-- EXCERPT TO READ follows --

The increased patch size or toolpath also helps to improve the surface finish. Without a Z focus shifter, you must blend multiple small patches when working with high-angle or complex geometries. However, with the Z focus shifter, you can complete complex, high-angle surfaces with fewer patches, producing higher quality, and more uniform textures while decreasing the machining time.

The Z focus shifter paired with dual flexi-pulse sources adds a new level of quality to laser texturing, engraving and micromachining. The flexi-pulse sources adjust the pulse duration from 4-200 nanoseconds. Reducing the length of the pulse improves quality by reducing the energy lost below the ablation threshold. This feature allows better control of the surface finish, minimizes burr or recast and reduces microfracturing. With dual sources, you can switch between 100 watts to 30 watts.

When using short-duration pulsed lasers, surface imperfections are still present. By reducing the length of the pulse it is possible to improve the quality. The key is reducing the energy lost below the ablation threshold. With flexi lasers, improved quality is possible, depending on the materials and applications.  

 

Laser Usage Guide

Laser texturing, engraving and micromachining are completely digital processes working off of 3D CAD data. What follows is a step-by-step guide:

Laser Texturing:

1. Start with a mold or part design as an .stp or .iges file and select the surfaces to be textured. A colored CAD model or print indicating the surfaces speeds up the process.
2. Create and flatten a mesh from the surfaces to apply the texture. Using high-resolution grayscale images, apply the pattern to the mesh to achieve seamless patterns with minimal deformation on complex geometries. Textures can be industry standard, created from CAD data or custom designed.  
3. Next, create renderings of the finished part to enable designers to apply final adjustments before laser texturing the mold.

A mold cavity for a 3M disposable scotch tape dispenser with the signature plaid pattern. The pattern on the mold cavity was rendered before laser texturing. The top photo shows the final result and the bottom image is a rendering.

Laser Engraving and Micromachining:

1. Start with the mold design as an .stp or .iges file, and select the text, logos or part detail to be engraved. A colored CAD model or print indicating the text, logos or part detail to be engraved speeds up the process.
2. Create a volume mesh from the detail to be engraved. The volume mesh dictates the shape and depth of the engraving.   
3. Perform a sample cut to confirm the slice depth before engraving.

Moldmaking Impacts

In addition to reduced machining times and improved surface finishes, laser technology allows multiple processes, textures and engraving to be completed on one machine in one setup. For example, a firearms project requiring a custom print pattern on the grip with a matte finish on the frame and an engraved logo can all be completed on one machine. The ability to do this allows for unprecedented quality and turnaround time while delivering highly detailed, repeatable results that produce crisp lines with no undercut. At the same time, traditional techniques would require multiple steps, processes and/or machines to complete the same project.

-- EXCERPT TO READ concluded --
-- DATASET follows --

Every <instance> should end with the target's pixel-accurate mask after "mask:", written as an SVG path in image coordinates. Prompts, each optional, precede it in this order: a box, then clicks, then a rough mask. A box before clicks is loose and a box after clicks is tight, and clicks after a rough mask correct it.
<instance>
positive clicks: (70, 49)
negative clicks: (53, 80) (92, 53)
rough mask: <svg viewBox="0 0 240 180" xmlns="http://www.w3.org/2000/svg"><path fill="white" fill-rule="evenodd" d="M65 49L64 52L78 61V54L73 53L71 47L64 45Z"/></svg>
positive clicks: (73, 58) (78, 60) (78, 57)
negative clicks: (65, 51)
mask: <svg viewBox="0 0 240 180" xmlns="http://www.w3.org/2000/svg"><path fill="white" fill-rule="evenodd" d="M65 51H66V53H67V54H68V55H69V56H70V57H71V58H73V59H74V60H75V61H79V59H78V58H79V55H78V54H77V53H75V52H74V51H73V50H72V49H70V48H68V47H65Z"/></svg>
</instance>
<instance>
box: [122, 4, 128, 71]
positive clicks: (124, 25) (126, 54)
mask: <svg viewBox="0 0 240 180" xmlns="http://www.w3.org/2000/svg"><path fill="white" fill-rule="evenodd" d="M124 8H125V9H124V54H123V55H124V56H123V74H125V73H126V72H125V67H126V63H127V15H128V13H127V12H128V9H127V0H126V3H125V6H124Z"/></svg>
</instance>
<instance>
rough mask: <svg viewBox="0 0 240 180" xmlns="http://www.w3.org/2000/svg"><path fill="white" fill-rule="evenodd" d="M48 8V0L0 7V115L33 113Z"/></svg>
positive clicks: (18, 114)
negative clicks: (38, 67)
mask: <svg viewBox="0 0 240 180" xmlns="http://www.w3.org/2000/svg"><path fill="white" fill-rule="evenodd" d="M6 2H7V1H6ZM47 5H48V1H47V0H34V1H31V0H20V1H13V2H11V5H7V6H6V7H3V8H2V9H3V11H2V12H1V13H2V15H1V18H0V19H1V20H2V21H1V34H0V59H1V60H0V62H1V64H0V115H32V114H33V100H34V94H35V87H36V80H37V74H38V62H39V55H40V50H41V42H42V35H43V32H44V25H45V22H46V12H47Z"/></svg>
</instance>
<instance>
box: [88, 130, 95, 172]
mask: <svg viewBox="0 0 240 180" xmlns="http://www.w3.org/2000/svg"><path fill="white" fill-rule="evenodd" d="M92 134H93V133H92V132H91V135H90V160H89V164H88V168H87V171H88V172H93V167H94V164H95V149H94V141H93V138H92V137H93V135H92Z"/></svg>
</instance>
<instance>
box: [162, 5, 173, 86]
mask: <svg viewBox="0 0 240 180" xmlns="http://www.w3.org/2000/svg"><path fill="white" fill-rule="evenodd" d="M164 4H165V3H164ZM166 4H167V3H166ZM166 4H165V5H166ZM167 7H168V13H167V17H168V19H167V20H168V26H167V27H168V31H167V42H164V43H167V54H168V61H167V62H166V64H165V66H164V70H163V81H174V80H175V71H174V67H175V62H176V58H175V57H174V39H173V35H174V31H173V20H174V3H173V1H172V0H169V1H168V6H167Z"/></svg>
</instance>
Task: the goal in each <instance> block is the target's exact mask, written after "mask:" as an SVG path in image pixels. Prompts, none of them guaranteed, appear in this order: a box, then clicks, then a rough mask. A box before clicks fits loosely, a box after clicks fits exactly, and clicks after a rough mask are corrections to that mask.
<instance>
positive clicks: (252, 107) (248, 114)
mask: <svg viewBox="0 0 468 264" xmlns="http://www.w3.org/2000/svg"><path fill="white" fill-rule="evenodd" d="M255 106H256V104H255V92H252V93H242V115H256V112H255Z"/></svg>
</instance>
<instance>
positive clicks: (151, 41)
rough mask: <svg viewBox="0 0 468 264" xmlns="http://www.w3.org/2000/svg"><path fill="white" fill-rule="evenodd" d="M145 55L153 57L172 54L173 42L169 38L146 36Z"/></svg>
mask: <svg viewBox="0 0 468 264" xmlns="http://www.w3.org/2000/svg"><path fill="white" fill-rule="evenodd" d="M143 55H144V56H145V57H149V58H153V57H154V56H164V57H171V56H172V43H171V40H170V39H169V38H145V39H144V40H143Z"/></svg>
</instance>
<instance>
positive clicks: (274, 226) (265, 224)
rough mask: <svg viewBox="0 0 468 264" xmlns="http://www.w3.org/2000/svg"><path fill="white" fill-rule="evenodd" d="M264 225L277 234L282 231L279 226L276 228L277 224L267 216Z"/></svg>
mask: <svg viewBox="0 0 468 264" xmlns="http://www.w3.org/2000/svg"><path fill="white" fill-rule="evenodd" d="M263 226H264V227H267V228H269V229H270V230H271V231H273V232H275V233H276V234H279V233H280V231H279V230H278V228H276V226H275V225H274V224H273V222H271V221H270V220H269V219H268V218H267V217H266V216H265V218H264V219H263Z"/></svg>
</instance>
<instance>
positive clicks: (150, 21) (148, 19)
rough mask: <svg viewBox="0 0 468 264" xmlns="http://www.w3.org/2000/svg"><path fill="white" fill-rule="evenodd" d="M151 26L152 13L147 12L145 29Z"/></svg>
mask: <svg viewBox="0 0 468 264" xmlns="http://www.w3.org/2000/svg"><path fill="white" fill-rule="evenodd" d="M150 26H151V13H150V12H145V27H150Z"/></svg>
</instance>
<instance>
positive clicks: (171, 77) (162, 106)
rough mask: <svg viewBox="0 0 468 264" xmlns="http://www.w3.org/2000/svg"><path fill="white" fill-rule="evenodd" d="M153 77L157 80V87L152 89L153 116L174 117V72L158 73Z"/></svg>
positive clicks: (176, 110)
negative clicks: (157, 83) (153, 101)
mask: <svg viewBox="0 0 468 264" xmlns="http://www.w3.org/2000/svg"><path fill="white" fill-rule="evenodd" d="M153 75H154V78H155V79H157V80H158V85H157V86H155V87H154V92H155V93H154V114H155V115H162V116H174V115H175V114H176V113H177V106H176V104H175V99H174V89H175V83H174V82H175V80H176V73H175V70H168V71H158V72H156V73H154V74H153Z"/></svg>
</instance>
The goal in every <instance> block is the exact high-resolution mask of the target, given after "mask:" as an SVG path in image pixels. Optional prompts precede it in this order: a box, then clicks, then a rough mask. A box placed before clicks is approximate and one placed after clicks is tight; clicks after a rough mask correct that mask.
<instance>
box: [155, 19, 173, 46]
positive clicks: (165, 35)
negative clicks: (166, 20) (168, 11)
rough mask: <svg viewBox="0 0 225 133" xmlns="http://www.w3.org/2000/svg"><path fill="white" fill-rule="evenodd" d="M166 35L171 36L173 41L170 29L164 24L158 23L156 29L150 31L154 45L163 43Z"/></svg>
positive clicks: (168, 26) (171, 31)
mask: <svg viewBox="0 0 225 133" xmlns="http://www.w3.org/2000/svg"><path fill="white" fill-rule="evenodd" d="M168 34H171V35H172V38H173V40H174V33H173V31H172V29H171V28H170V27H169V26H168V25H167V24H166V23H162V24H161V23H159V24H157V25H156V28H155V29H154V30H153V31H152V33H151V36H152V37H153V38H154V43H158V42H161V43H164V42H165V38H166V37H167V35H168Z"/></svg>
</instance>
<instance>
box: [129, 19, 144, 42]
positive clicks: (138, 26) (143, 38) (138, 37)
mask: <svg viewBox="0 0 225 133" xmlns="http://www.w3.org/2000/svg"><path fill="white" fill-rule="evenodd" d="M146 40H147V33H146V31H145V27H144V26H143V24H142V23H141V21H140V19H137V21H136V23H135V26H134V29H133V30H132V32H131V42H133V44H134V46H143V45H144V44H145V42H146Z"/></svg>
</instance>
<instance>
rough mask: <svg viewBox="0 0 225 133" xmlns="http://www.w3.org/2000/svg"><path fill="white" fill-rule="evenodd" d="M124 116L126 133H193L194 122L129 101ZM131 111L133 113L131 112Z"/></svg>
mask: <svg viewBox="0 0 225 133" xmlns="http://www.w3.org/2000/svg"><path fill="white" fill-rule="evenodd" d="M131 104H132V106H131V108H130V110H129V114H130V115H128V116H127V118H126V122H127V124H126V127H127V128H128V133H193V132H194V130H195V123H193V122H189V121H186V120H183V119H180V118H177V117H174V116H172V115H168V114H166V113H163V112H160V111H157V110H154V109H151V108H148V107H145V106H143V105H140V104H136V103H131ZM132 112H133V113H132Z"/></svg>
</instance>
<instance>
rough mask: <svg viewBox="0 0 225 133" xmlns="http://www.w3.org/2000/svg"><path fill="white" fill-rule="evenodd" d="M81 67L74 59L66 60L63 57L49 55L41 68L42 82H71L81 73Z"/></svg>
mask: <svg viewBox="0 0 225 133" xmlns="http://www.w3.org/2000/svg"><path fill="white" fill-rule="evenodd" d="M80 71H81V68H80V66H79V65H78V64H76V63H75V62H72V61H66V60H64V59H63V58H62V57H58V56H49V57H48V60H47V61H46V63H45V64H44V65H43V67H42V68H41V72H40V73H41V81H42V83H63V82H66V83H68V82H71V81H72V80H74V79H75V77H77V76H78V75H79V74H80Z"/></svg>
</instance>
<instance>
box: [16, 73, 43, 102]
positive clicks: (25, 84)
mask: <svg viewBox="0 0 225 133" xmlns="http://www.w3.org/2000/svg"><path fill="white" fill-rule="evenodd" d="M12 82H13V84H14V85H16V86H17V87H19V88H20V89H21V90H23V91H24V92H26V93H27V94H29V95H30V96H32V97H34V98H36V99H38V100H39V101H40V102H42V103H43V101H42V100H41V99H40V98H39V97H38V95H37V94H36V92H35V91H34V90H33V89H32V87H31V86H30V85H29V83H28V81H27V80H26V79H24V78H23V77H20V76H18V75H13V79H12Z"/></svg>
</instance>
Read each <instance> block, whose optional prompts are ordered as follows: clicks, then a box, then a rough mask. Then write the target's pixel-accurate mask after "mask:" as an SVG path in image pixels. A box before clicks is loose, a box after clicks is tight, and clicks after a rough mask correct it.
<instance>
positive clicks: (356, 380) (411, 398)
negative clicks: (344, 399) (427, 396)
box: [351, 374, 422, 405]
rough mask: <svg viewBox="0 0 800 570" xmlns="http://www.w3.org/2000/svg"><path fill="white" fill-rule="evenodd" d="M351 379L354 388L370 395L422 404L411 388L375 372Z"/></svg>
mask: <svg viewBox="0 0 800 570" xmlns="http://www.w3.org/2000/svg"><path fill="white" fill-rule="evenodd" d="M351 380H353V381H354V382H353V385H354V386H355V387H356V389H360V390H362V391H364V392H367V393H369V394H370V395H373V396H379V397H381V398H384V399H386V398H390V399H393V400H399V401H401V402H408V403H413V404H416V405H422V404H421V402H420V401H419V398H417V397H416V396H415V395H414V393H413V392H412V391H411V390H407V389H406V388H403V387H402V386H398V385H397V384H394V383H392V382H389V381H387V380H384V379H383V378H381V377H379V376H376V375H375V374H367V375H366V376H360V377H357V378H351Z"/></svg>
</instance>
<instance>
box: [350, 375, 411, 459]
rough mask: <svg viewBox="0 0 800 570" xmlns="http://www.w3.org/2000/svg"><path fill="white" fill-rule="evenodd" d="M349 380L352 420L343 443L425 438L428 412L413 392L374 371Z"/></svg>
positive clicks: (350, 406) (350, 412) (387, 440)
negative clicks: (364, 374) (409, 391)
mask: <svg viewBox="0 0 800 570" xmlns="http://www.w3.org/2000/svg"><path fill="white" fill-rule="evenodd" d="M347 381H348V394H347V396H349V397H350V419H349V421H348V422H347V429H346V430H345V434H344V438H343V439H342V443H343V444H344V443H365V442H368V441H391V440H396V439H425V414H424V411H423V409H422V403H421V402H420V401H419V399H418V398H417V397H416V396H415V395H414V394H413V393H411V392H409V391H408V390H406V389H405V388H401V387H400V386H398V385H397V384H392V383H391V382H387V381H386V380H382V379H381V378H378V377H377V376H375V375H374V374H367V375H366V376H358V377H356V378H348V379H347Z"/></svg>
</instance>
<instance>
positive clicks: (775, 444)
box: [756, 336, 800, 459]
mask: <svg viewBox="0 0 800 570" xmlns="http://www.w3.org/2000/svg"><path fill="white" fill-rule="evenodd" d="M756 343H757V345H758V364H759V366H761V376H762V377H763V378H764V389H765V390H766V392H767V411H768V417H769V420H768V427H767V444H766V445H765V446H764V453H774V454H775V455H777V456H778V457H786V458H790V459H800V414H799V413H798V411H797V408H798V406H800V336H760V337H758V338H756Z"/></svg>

-- DATASET concluded --

* USING THE INFORMATION *
- a) Write out the part of the laser texturing passage starting with "3. Next, create" and going on through "of the engraving.".
- b) Continue the laser texturing passage past its final sentence.

* ANSWERS BY TASK *
- a)
3. Next, create renderings of the finished part to enable designers to apply final adjustments before laser texturing the mold.

A mold cavity for a 3M disposable scotch tape dispenser with the signature plaid pattern. The pattern on the mold cavity was rendered before laser texturing. The top photo shows the final result and the bottom image is a rendering.

Laser Engraving and Micromachining:

1. Start with the mold design as an .stp or .iges file, and select the text, logos or part detail to be engraved. A colored CAD model or print indicating the text, logos or part detail to be engraved speeds up the process.
2. Create a volume mesh from the detail to be engraved. The volume mesh dictates the shape and depth of the engraving.

- b)
The steel of this mold component was laser engraved and machined to create the standing hexagon features and logo. Next, a custom print pattern was laser textured over the rest of the cavity. 

Alternately, using chemical etching techniques involve labor-intensive masking and pattern placement via hand transferring and restricts etching of more than one pattern at a time.

The results are difficult to repeat and the process may produce uneven tape lines and undercuts with limitations to pattern designs and depths. In addition, acid etches downward to remove material and outward, which is problematic because it undercuts the pattern detail off as you etch down, creating sticking points around standing features that prevent proper ejection from the mold. 

Laser technology unlocks the potential to achieve depths and detail not previously possible through chemical etching because laser ablation does not undercut detail like chemical etching does. The laser process is also highly repeatable, making it ideal for large, multi-cavity projects that require consistency. As an added benefit, since the laser process does not require acid etching or bead blasting, molds can be left partially assembled during the texturing and engraving process, which is ideal for molds with multiple inserts and ejector pins. This process reduces handling and production time while lowering the risk of damage to mold components through assembly/disassembly, acid etching and bead blasting.

Laser technology unlocks the potential to achieve depths and detail not previously possible through chemical etching because laser ablation does not undercut detail like chemical etching does.

The dimple of this mold cavity component for the automotive industry was laser micromachined to create a homogeneous distribution of light from one end throughout the part. This part highlights micromachining small dome details. 

Conventional engraving and micromachining can also be a time-consuming process using multiple technologies. For example, pantographs have been used for decades to engrave directly into mold cavities or used to cut electrodes, then burned into the cavity using an EDM machine, and high-speed CNC machines can engrave into the mold cavity or cut electrodes. However, both options are limited concerning cutter sharpness, breakage and five-axis capabilities on small, detailed features in restrictive areas where cutter heads or EDM machines cannot reach.

Laser technology solves some of these issues. For example, with a beam width of 0.0013 to 0.002 inch, engraving small details is not a problem and the five-axis capabilities of lasers ensure access to any surface. In addition, with a focal of up to 11 inches and the ability to cut at angles, you can reach virtually any sidewall or pocket. In most cases, this eliminates the need to cut electrodes, burn engraving on hard-to-reach surfaces or achieve fine detail, as well as many issues associated with cutters such as sharpness, breakage, radii and cutter marks that need polishing.

A cavity with an EDM finish (left) and then with a laser matte finish (right). Laser texturing directly over the EDM finish saves time and avoids the need to polish out the EDM, which is a necessary step with a conventional chemical etch process.

If laser engraving directly into the cavity is unachievable (e.g., to create standing text), laser engraving electrodes is the most economical option, as it can easily engrave sharp corners and apply small, intricate details on complex surfaces and geometries. In most cases, you can laser over EDM, which reduces polishing costs and speeds turnaround time. This is impossible with chemical etching techniques, since EDM is not affected by acid and must be removed before texturing. In addition, laser texturing, engraving and micromachining are less susceptible to weld and steel hardness which can cause multiple problems when chemical etching or repairing molds because the acid reacts differently to various hardnesses and materials. 

Laser technology unlocks nearly limitless design capabilities including 3D and pattern morphing. These hexagons were laser engraved with an organic “leaf” textured in between. The leaf was 3D scanned to create the pattern.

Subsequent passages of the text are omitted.